### [Exercise brief]
Retype all of the data shown below, keeping every character the same.

[[ Supplied material, beginning ]]

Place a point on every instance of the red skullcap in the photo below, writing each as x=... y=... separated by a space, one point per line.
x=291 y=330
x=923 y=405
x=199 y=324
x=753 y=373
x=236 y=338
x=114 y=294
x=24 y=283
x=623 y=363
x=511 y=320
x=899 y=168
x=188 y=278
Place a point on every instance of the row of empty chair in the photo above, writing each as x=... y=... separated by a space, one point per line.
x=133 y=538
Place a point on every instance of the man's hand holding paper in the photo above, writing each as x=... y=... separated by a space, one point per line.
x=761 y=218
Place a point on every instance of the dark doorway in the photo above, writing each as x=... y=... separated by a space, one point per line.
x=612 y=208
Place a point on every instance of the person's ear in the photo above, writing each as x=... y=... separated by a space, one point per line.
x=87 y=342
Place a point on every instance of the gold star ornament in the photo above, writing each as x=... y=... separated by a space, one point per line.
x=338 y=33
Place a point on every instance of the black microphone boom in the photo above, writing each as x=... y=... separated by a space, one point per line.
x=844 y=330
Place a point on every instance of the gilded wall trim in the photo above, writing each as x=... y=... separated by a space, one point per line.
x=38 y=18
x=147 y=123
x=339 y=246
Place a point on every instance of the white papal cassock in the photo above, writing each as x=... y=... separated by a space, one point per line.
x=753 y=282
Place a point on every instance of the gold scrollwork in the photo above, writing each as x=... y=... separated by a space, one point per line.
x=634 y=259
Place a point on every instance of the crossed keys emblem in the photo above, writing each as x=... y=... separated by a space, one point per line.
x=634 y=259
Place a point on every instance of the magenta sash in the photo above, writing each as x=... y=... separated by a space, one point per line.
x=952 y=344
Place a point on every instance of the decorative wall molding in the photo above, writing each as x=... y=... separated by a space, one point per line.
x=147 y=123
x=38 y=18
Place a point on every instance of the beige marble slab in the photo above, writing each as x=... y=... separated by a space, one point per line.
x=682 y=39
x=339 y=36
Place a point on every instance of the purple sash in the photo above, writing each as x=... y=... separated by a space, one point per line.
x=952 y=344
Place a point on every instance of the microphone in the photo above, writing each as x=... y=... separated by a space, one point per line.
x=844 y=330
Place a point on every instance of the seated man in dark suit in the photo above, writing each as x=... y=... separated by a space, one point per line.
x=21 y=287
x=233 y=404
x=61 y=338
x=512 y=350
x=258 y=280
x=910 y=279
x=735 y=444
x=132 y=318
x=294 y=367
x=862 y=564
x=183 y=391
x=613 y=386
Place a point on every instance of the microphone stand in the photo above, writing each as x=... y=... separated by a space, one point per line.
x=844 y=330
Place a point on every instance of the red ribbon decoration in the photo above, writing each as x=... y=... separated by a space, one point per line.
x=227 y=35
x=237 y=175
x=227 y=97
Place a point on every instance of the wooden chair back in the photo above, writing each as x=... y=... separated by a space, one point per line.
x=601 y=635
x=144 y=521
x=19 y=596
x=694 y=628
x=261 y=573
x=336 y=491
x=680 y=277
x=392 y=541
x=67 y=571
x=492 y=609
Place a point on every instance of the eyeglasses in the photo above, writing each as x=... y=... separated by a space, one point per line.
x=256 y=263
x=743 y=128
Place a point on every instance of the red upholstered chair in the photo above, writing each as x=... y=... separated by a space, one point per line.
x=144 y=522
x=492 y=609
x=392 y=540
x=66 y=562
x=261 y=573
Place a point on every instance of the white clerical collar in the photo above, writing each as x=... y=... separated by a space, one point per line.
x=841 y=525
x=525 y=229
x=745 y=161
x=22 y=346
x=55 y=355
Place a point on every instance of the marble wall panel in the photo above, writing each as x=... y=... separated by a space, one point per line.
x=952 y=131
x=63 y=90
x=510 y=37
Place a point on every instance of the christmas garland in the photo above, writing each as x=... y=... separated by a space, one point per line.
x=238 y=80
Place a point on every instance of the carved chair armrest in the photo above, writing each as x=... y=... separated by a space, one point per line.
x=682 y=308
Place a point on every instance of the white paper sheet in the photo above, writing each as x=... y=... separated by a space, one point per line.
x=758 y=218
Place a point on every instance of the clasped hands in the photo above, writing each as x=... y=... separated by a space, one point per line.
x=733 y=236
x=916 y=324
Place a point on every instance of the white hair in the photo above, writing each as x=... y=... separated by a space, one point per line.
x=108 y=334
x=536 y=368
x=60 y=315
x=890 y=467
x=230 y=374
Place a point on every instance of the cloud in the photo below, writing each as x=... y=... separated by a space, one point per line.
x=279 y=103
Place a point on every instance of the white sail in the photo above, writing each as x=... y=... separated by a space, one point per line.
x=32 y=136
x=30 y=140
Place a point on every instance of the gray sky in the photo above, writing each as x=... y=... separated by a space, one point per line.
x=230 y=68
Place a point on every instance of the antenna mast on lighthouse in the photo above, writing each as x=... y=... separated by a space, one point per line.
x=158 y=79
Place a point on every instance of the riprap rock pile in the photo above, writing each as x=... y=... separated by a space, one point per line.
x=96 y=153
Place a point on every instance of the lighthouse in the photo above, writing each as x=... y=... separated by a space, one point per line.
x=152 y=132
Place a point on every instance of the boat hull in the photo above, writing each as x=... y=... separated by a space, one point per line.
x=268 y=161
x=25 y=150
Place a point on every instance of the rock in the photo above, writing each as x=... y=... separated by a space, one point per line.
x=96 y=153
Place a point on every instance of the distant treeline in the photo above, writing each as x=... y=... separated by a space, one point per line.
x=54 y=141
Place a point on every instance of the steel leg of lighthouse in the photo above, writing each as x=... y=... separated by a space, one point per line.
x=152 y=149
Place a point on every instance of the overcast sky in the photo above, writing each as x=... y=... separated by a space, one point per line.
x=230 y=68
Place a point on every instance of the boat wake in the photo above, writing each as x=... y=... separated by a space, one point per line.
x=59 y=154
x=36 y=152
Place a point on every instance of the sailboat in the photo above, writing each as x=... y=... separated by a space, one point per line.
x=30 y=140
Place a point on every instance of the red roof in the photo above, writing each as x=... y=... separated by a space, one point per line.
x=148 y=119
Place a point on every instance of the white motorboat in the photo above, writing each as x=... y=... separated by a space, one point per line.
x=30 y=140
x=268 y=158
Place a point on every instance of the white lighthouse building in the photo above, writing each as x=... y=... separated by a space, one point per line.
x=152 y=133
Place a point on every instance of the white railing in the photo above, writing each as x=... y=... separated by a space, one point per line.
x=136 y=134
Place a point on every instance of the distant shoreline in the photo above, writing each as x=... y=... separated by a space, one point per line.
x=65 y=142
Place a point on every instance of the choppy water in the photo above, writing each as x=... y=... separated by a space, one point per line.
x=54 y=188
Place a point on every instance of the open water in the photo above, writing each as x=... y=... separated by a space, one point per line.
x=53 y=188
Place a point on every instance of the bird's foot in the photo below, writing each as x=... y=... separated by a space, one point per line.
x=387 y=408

[[ Supplied material, end ]]

### [Exercise output]
Place a point on every instance of the red skullcap in the photo below, writing each as x=... y=... separated by a space, one point per line.
x=291 y=330
x=923 y=405
x=199 y=324
x=753 y=373
x=236 y=338
x=114 y=294
x=24 y=283
x=623 y=363
x=511 y=320
x=899 y=168
x=188 y=278
Place a point on every instance of the row of empty chair in the photo above, writing each as x=... y=... separated by a space, one point per line.
x=133 y=538
Place a point on every instance of the man's hand holding paper in the photo above, writing each as x=... y=... separated by a space, one point per line.
x=761 y=218
Place a point on every instance of the dark doorway in the photo above, writing each as x=... y=... separated by a space, one point per line.
x=612 y=208
Place a point on every instance of the person's ear in the photo above, writing each as x=... y=... separated by a space, one point per line.
x=87 y=342
Place a point on every instance of the gold star ornament in the photo above, writing each as x=... y=... separated by a space, one point per line.
x=338 y=33
Place a point on every instance of the black microphone boom in the photo above, writing each as x=... y=... separated by a space, one point per line.
x=844 y=330
Place a point on every instance of the gilded wall trim in the photo above, writing each as x=... y=... separated by a space, one point per line.
x=38 y=18
x=147 y=123
x=339 y=246
Place a point on every instance of the white papal cassock in the photo above, writing each as x=... y=... separated by a space, one point per line.
x=753 y=282
Place a point on every instance of the gold scrollwork in the photo above, writing each as x=... y=... separated by a space, one point per line.
x=634 y=259
Place a point on every instance of the crossed keys emblem in the photo above, writing each as x=... y=... separated by a space, one point per line.
x=634 y=259
Place a point on every instance of the magenta sash in the photo above, writing each as x=... y=... separated by a space, one point per line.
x=952 y=344
Place a point on every instance of the decorative wall molding in the photo above, writing each as x=... y=... separated by a space, one point per line.
x=147 y=123
x=38 y=18
Place a point on every instance of the beige marble slab in the photo above, writing each as x=... y=... separated by a space, one point per line.
x=682 y=39
x=339 y=36
Place a point on every instance of the purple sash in the photo above, writing each as x=... y=... separated by a space, one point per line.
x=952 y=344
Place a point on every instance of the microphone in the photo above, writing each as x=... y=... separated by a space, one point per line.
x=844 y=330
Place a point on every instance of the seated man in dark suit in the photo above, writing each as x=... y=... separated by a space, one point per line.
x=21 y=287
x=233 y=404
x=61 y=338
x=512 y=350
x=258 y=280
x=910 y=279
x=735 y=444
x=132 y=318
x=294 y=367
x=862 y=564
x=183 y=391
x=613 y=386
Place a point on every instance of the microphone stand in the photo above, writing each as x=... y=... separated by a space, one point per line.
x=844 y=330
Place a point on every instance of the red ribbon decoration in the photo above, writing each as x=... y=... separated by a space, one point per line.
x=227 y=35
x=237 y=175
x=227 y=97
Place a point on every instance of the wooden chair back in the photo above, writing each as x=... y=... separated by a space, one point per line.
x=601 y=635
x=144 y=521
x=19 y=596
x=694 y=628
x=261 y=573
x=336 y=491
x=680 y=277
x=392 y=541
x=67 y=571
x=492 y=609
Place a point on every instance of the eyeglasses in the photo above, writing each as x=... y=... separated by a space, one point per line.
x=256 y=263
x=743 y=128
Place a point on every instance of the red upholstered chair in the photo above, writing each as x=... y=... separated by a space, one point per line.
x=144 y=522
x=492 y=609
x=392 y=540
x=66 y=562
x=261 y=573
Place a point on every instance of the white clerical collar in the photo above, writing each as x=... y=... separated by a space, one point per line.
x=841 y=525
x=525 y=229
x=745 y=161
x=22 y=346
x=55 y=355
Place a point on every instance of the marble wall panel in the photo above, writing each as x=... y=... separated by a space, one point per line.
x=952 y=131
x=63 y=90
x=510 y=37
Place a point on every instance of the christmas garland in the photo above, writing each as x=... y=... separated by a space, one point per line.
x=238 y=80
Place a point on every instance of the carved chair armrest in the photo above, writing each as x=... y=... separated by a space, one point per line.
x=682 y=308
Place a point on every instance of the white paper sheet in the photo above, writing each as x=... y=... separated by a space, one point per line.
x=758 y=218
Place a point on every instance of the clasped hands in the photo above, writing each as x=... y=... separated by a space, one point per line.
x=733 y=236
x=916 y=324
Place a point on every instance of the white hair in the photo above, writing each as x=... y=... separated by a space, one point per line.
x=108 y=334
x=536 y=368
x=60 y=315
x=890 y=467
x=230 y=374
Place a point on every instance of the cloud in the photo below, writing each as x=... y=... separated by a space, one point per line.
x=279 y=103
Place a point on every instance of the white sail in the photo above, writing each as x=... y=... separated by a space, one point per line.
x=32 y=136
x=30 y=140
Place a point on every instance of the gray sky in the photo above, writing each as x=... y=... separated by a space, one point per line.
x=230 y=68
Place a point on every instance of the antenna mast on lighthouse in the photo above, writing each as x=... y=... separated by a space, one point per line.
x=158 y=79
Place a point on every instance of the riprap rock pile in the photo above, writing each as x=... y=... separated by a space, one point per line.
x=96 y=153
Place a point on every instance of the lighthouse in the photo above, writing each as x=... y=... separated by a space, one point per line.
x=152 y=132
Place a point on every instance of the boat hull in the photo above, writing each as x=... y=... separated by a space, one point per line.
x=268 y=161
x=25 y=150
Place a point on every instance of the rock in the photo above, writing each as x=... y=... separated by a space, one point per line.
x=96 y=153
Place a point on every instance of the distant treeline in the photo above, writing each as x=... y=... separated by a space, one point per line.
x=54 y=141
Place a point on every instance of the steel leg of lighthouse in the photo above, writing each as x=... y=... separated by a space, one point per line.
x=152 y=149
Place a point on every instance of the overcast sky in the photo above, writing each as x=... y=... separated by a space, one point per line.
x=230 y=68
Place a point on every instance of the boat wake in the photo above, writing each as x=... y=... separated by a space, one point per line.
x=59 y=154
x=36 y=152
Place a point on every instance of the sailboat in the photo above, writing each as x=... y=... separated by a space, one point per line.
x=30 y=140
Place a point on every instance of the red roof in the photo above, writing each as x=... y=... separated by a space, one point per line.
x=148 y=119
Place a point on every instance of the white motorboat in the photo above, writing each as x=... y=... separated by a space, one point per line.
x=30 y=140
x=268 y=158
Place a point on every instance of the white lighthouse building in the photo above, writing each as x=... y=... separated by a space, one point per line.
x=152 y=133
Place a point on every instance of the white railing in the photo above, writing each as x=... y=... separated by a space, one point per line.
x=136 y=134
Place a point on every instance of the distant shoreline in the photo above, writing each as x=... y=... separated by a space, one point per line.
x=65 y=142
Place a point on every instance of the choppy water in the photo above, writing each as x=... y=... separated by a space, one point per line.
x=54 y=188
Place a point on every instance of the open water in the photo above, writing each as x=... y=... separated by a space, one point per line.
x=53 y=188
Place a point on every instance of the bird's foot in the photo below, writing each as x=... y=... separated by a space, one point per line.
x=387 y=408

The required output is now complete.